Top of THE DATA

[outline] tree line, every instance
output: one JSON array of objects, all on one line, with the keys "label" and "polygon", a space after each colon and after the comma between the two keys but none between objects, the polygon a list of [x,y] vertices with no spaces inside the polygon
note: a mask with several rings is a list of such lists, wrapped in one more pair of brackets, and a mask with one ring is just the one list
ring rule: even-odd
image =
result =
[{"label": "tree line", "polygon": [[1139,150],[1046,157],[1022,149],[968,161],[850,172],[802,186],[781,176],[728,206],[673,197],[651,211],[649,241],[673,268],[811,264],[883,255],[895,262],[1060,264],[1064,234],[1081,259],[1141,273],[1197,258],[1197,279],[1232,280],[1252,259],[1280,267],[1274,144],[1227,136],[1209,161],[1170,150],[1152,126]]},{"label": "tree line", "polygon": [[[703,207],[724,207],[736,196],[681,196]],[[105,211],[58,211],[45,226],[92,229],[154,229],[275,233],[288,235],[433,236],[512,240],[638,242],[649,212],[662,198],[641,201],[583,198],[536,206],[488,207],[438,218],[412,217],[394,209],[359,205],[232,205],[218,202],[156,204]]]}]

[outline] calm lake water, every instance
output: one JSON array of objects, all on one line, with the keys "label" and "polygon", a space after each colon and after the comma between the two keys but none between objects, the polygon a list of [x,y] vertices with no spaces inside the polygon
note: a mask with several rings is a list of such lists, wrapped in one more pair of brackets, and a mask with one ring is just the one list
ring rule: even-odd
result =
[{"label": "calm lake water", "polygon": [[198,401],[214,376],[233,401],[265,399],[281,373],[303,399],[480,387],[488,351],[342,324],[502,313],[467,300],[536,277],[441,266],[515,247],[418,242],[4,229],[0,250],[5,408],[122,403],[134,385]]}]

Bottom of THE DATA

● **ABOUT THIS TASK**
Only an exact transcription of all the entries will do.

● **ANSWER TO THE EXERCISE**
[outline] tree line, every instance
output: one JSON array of objects, all on one line, with the keys "label" and "polygon", a space after each colon and after the comma between the two keys but none between objects, the polygon a list of [x,y] vertices with no spaces inside the polygon
note: a mask with several rings is a list of such lists, wrapped in one more pair of brackets, and a mask with one ring is just the one list
ring rule: even-odd
image =
result =
[{"label": "tree line", "polygon": [[1139,150],[1046,157],[1022,149],[968,161],[850,172],[802,186],[781,176],[728,206],[673,197],[651,211],[649,241],[673,268],[811,264],[883,255],[895,262],[1060,264],[1064,234],[1081,259],[1141,273],[1197,258],[1197,279],[1232,280],[1252,259],[1280,267],[1274,144],[1227,136],[1209,161],[1170,150],[1152,126]]},{"label": "tree line", "polygon": [[[703,207],[724,207],[736,196],[681,196]],[[105,211],[58,211],[45,226],[92,229],[154,229],[275,233],[288,235],[433,236],[512,240],[638,242],[649,212],[662,198],[641,201],[583,198],[536,206],[488,207],[438,218],[412,217],[394,209],[359,205],[232,205],[218,202],[156,204]]]}]

[outline] calm lake water, every instance
output: one JSON array of objects, all on one line, with the keys "label" and "polygon", a space after each colon and after the comma between the two keys but none between objects, the polygon a list of [x,y] vertices with no spaces inside the polygon
note: a mask with several rings is a list of such lists, wrapped in one more pair of brackets, and a mask with one ring is just the one list
ring rule: even-odd
result =
[{"label": "calm lake water", "polygon": [[198,401],[214,376],[233,401],[265,399],[281,373],[303,399],[480,387],[488,351],[342,324],[502,313],[467,300],[536,277],[441,266],[515,247],[418,242],[4,229],[0,250],[5,408],[122,403],[134,385]]}]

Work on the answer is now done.